Labeled-object pointing entries:
>> BEGIN

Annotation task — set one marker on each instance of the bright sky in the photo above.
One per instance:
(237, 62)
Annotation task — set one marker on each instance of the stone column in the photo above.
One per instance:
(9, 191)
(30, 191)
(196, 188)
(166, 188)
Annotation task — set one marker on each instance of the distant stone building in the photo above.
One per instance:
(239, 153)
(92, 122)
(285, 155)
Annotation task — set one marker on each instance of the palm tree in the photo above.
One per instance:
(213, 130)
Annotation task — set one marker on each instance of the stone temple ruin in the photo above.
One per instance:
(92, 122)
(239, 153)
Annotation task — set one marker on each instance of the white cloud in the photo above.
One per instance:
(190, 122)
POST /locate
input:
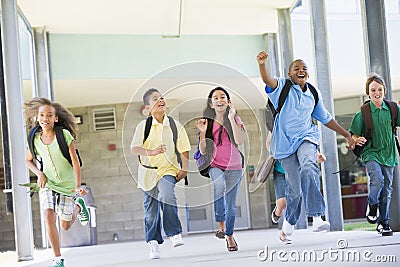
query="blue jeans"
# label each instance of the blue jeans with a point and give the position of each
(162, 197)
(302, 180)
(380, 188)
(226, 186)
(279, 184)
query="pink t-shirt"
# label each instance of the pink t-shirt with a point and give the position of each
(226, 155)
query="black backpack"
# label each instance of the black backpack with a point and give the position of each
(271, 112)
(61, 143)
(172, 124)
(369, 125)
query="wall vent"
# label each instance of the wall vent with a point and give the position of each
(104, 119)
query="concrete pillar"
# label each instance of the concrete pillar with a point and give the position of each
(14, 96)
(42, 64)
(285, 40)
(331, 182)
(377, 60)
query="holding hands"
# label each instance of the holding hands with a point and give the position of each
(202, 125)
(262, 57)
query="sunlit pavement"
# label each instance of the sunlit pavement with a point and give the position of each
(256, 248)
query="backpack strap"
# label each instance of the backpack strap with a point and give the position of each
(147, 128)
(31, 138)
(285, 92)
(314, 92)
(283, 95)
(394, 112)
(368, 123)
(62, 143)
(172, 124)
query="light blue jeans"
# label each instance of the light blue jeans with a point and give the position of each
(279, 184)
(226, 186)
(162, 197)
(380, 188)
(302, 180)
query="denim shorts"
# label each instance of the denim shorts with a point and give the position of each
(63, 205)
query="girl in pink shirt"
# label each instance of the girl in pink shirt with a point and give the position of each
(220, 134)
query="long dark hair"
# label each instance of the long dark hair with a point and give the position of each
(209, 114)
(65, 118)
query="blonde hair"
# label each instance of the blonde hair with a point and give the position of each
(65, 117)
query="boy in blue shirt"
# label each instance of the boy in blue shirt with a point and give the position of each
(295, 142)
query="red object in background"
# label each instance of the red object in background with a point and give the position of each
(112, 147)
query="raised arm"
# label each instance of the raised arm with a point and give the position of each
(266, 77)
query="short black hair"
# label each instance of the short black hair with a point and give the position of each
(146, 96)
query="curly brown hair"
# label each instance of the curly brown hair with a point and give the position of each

>> END
>> BEGIN

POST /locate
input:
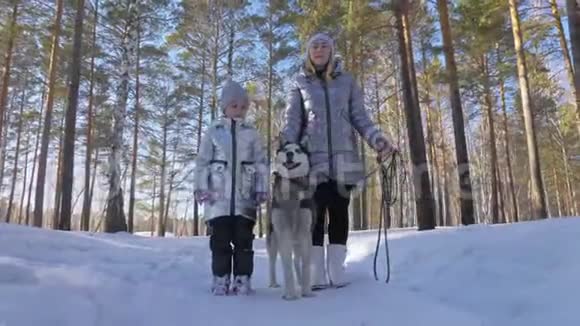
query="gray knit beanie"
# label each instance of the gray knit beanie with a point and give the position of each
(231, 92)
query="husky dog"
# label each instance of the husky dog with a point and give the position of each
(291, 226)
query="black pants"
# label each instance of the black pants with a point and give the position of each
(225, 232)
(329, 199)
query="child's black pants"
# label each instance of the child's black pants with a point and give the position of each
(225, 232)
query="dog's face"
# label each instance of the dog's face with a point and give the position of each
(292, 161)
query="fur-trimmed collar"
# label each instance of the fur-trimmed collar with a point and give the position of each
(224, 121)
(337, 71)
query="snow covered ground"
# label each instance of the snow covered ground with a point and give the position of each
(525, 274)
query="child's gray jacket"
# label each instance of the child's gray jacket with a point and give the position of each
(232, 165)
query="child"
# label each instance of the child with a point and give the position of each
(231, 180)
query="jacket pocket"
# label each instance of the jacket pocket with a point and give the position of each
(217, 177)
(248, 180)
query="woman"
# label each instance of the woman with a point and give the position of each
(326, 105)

>> END
>> BEGIN

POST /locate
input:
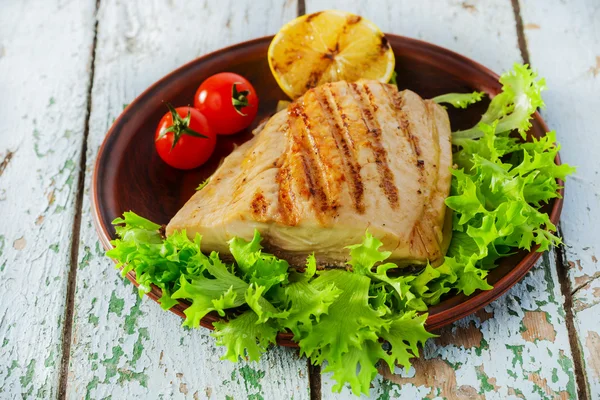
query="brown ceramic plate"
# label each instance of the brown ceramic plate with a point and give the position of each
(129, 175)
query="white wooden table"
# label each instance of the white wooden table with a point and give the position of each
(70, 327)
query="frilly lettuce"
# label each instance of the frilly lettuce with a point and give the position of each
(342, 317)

>> END

Prompt: Identify each line in the rows above that contains the word "wall" and copy those lines out in full.

Output of the exercise:
query="wall vent"
# label each instance of the wall vent with a point and give the position of each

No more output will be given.